Photo-based referring expression data:

####

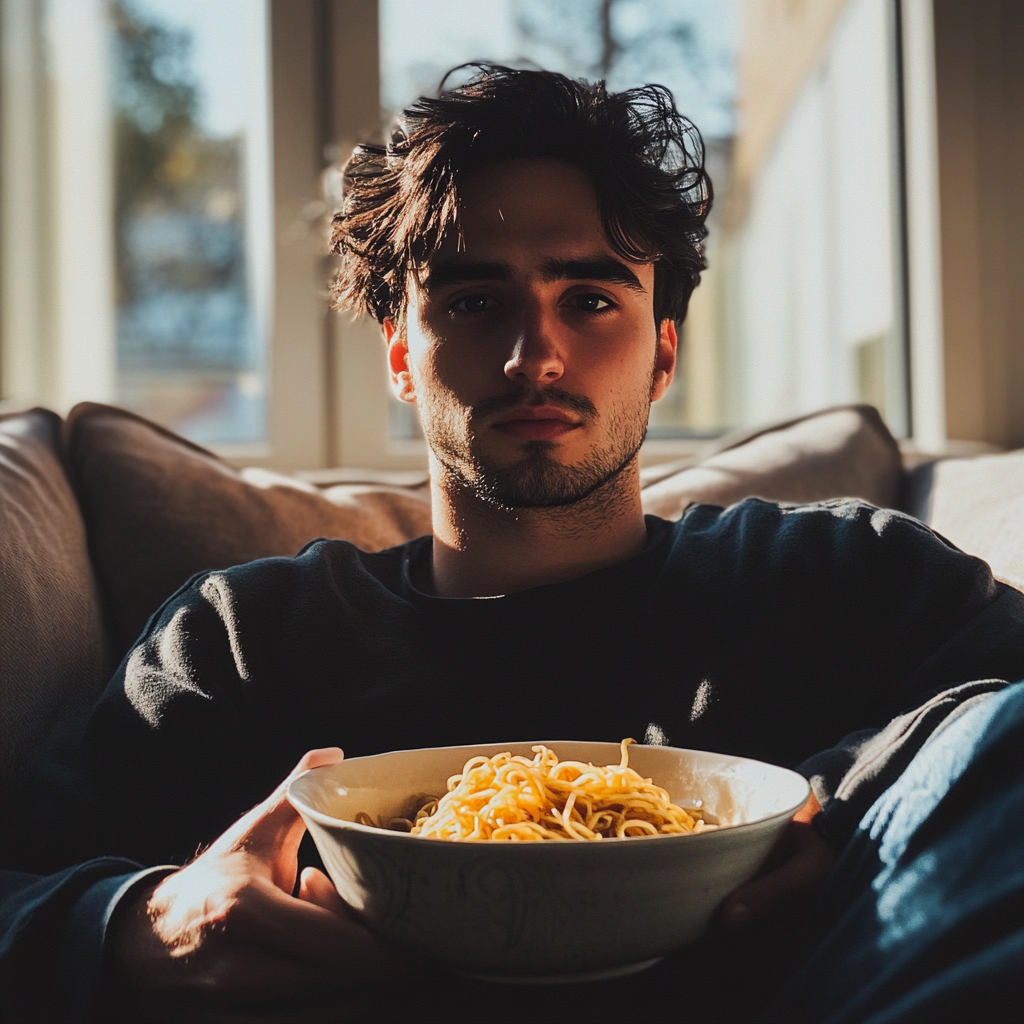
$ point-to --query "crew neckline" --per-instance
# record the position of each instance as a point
(658, 534)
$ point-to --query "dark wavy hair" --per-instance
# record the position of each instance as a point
(644, 159)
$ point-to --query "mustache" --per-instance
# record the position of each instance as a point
(524, 395)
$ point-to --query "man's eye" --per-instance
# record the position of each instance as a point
(473, 304)
(592, 303)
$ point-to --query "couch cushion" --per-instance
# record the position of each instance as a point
(51, 657)
(159, 509)
(838, 453)
(978, 504)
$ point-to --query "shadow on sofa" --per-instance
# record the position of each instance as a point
(104, 515)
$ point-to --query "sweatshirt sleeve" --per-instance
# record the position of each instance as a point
(52, 930)
(849, 777)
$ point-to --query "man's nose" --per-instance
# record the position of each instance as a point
(537, 357)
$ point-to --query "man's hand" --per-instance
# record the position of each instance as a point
(223, 938)
(793, 873)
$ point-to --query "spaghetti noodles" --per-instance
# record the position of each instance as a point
(519, 799)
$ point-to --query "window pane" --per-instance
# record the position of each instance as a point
(193, 214)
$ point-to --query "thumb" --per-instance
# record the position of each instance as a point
(270, 833)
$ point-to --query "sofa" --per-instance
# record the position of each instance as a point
(103, 515)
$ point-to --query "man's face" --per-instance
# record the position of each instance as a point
(529, 345)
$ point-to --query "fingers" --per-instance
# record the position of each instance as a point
(270, 833)
(794, 881)
(315, 887)
(307, 933)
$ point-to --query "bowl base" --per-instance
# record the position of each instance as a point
(561, 979)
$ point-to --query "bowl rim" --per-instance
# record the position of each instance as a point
(332, 822)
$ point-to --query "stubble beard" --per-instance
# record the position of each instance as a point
(537, 480)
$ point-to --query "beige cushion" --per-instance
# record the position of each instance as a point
(160, 509)
(979, 505)
(51, 658)
(839, 453)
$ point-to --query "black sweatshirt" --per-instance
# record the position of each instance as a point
(761, 630)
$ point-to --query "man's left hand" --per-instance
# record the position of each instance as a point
(794, 871)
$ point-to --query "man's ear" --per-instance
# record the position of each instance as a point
(397, 360)
(665, 358)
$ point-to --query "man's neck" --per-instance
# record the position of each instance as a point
(480, 550)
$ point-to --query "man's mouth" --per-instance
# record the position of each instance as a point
(537, 423)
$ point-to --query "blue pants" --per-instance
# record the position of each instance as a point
(923, 919)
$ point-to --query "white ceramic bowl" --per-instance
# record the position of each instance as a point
(540, 911)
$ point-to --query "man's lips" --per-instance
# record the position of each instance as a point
(537, 423)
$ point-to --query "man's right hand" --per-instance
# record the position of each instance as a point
(224, 940)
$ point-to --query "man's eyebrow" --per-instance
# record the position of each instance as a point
(455, 271)
(591, 268)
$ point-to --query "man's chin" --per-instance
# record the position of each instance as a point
(539, 481)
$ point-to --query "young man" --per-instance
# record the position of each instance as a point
(528, 245)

####

Task directions -> Would you copy every line of the entries that includes the word "bowl"?

Answer area ->
$ point-to --query "bowl base" --per-instance
$ point-to --query "bowl rim" --per-instance
$ point-to --query "white ceramic bowl" --per-instance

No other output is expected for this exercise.